[[ Provided data open ]]

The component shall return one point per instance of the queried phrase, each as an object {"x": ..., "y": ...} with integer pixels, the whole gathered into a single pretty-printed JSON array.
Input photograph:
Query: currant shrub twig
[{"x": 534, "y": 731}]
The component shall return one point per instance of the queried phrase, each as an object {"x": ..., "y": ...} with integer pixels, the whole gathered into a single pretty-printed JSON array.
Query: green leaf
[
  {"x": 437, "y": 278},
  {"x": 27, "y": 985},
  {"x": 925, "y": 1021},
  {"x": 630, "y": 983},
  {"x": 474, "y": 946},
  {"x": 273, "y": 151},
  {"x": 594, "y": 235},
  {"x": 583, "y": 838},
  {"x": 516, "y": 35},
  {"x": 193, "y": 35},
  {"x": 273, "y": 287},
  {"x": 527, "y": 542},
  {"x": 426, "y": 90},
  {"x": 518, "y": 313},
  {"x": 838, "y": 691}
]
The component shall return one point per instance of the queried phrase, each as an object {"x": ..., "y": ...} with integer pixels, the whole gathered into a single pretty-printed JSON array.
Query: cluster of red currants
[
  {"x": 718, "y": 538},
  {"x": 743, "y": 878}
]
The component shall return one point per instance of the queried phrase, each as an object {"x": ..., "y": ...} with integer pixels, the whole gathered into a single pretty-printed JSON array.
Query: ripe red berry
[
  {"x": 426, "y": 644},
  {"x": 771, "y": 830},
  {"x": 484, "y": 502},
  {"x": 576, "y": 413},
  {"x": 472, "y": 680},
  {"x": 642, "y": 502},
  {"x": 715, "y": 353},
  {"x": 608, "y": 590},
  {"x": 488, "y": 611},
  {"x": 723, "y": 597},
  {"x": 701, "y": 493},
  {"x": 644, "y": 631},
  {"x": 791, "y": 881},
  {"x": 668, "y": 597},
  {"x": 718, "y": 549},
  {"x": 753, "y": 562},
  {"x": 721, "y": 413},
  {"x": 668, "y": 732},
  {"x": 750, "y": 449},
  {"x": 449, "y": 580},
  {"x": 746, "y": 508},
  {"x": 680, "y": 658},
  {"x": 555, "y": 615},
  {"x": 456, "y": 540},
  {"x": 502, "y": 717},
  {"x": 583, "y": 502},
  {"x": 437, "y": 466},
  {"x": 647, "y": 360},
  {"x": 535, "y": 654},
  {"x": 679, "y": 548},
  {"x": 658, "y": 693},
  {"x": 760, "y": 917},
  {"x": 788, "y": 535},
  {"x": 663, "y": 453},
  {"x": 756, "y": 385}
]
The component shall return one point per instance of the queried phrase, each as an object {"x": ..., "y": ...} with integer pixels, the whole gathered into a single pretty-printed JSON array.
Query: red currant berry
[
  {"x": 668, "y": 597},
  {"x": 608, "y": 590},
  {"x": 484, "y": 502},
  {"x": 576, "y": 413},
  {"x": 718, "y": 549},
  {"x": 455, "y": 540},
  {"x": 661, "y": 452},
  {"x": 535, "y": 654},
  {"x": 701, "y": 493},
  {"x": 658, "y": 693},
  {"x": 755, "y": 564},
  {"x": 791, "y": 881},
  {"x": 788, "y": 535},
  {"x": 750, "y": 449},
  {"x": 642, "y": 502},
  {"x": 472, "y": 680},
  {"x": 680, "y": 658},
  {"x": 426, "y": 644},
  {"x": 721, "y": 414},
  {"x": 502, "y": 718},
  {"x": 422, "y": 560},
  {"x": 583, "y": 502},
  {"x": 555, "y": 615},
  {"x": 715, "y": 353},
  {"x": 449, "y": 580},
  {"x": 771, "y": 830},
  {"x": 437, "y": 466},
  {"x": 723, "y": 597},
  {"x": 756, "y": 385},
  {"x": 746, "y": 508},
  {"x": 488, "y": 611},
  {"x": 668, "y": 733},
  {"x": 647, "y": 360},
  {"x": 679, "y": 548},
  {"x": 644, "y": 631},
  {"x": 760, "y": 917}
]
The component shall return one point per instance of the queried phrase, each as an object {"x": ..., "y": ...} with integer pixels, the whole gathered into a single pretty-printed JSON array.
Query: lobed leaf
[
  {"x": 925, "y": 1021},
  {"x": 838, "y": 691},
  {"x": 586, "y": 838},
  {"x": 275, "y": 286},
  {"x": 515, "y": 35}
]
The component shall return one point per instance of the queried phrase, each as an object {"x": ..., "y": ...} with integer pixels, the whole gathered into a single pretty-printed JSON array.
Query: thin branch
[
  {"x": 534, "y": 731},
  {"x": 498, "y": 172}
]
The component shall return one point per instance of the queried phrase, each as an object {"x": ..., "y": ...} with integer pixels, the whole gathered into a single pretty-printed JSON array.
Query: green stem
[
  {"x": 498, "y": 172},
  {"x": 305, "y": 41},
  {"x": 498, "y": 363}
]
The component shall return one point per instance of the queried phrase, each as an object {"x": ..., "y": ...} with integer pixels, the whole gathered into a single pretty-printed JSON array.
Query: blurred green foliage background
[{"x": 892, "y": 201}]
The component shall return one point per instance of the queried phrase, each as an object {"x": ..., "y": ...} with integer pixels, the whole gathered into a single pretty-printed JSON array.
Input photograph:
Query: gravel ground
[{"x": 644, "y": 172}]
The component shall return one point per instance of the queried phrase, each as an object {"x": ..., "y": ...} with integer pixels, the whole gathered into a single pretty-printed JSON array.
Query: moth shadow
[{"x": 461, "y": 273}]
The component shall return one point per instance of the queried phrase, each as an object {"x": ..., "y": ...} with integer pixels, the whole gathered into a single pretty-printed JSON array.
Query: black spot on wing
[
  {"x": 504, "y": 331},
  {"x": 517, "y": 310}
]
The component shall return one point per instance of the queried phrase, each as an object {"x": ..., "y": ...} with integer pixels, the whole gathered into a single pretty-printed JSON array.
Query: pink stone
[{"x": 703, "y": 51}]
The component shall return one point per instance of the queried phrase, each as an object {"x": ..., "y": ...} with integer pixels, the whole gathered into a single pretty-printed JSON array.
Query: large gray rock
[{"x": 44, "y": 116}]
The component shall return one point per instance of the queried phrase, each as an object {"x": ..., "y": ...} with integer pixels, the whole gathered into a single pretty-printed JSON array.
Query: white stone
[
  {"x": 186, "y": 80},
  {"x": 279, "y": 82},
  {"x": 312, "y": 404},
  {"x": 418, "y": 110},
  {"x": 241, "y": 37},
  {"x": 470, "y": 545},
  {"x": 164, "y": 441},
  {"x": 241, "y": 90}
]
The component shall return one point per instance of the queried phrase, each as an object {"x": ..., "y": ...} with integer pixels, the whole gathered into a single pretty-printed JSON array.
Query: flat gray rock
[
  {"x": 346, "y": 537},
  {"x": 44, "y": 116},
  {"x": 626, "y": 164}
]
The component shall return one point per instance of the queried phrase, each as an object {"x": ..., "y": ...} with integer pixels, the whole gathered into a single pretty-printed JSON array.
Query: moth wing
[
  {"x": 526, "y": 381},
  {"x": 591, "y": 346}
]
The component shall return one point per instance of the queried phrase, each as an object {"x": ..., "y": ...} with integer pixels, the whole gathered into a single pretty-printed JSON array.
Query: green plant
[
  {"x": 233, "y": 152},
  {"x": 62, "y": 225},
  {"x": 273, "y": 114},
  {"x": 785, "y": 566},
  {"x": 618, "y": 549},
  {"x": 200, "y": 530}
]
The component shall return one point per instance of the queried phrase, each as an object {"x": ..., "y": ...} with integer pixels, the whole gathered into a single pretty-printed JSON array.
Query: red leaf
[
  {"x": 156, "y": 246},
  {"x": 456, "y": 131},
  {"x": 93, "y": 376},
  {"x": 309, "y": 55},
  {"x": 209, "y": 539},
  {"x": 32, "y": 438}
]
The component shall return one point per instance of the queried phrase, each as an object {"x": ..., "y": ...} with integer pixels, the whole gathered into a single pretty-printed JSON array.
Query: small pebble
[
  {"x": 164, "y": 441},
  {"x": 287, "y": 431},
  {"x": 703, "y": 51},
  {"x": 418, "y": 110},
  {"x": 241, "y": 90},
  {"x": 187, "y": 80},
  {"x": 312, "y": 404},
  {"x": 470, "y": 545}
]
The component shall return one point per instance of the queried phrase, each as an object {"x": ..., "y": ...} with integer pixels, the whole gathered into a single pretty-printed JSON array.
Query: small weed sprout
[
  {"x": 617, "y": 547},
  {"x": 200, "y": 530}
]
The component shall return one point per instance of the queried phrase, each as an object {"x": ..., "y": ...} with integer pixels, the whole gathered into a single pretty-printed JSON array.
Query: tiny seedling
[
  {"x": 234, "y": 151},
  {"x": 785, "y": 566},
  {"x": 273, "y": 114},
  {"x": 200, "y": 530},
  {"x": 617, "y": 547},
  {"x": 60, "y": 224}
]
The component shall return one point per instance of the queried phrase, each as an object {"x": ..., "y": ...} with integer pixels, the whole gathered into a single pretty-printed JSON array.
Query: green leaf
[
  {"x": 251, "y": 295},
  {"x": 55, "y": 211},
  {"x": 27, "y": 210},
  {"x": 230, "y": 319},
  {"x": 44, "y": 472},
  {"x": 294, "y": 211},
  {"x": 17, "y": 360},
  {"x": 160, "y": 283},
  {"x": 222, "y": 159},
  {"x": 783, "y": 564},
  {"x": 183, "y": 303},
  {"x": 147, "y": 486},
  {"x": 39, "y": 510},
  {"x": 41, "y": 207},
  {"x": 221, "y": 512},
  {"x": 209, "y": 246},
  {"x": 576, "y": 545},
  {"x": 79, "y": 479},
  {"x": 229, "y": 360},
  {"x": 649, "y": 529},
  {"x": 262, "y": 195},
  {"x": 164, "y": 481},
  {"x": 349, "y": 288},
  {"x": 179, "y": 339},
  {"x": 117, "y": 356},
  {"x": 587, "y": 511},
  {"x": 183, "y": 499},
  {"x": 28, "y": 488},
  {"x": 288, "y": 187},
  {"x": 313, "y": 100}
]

[[ Provided data closed ]]

** Directions for this task **
Write the lines out again exactly, from the one containing "Query: tiny seedling" through the last line of the records, and include no other lines.

** Exercise result **
Query: tiny seedling
[
  {"x": 234, "y": 151},
  {"x": 785, "y": 566},
  {"x": 273, "y": 114},
  {"x": 200, "y": 530},
  {"x": 617, "y": 547},
  {"x": 60, "y": 224}
]
The component shall return one point per instance of the queried phrase, each as an object {"x": ..., "y": ...} with integer pixels, the whole gathered into a single pretty-printed JSON array.
Query: green leaf
[
  {"x": 251, "y": 295},
  {"x": 55, "y": 211},
  {"x": 27, "y": 210},
  {"x": 230, "y": 319},
  {"x": 44, "y": 472},
  {"x": 294, "y": 211},
  {"x": 17, "y": 360},
  {"x": 160, "y": 283},
  {"x": 222, "y": 159},
  {"x": 783, "y": 564},
  {"x": 183, "y": 303},
  {"x": 147, "y": 486},
  {"x": 39, "y": 510},
  {"x": 41, "y": 207},
  {"x": 221, "y": 512},
  {"x": 209, "y": 246},
  {"x": 576, "y": 545},
  {"x": 79, "y": 479},
  {"x": 229, "y": 360},
  {"x": 649, "y": 529},
  {"x": 262, "y": 195},
  {"x": 164, "y": 481},
  {"x": 349, "y": 288},
  {"x": 179, "y": 339},
  {"x": 117, "y": 356},
  {"x": 587, "y": 511},
  {"x": 183, "y": 499},
  {"x": 28, "y": 488},
  {"x": 288, "y": 187},
  {"x": 313, "y": 100}
]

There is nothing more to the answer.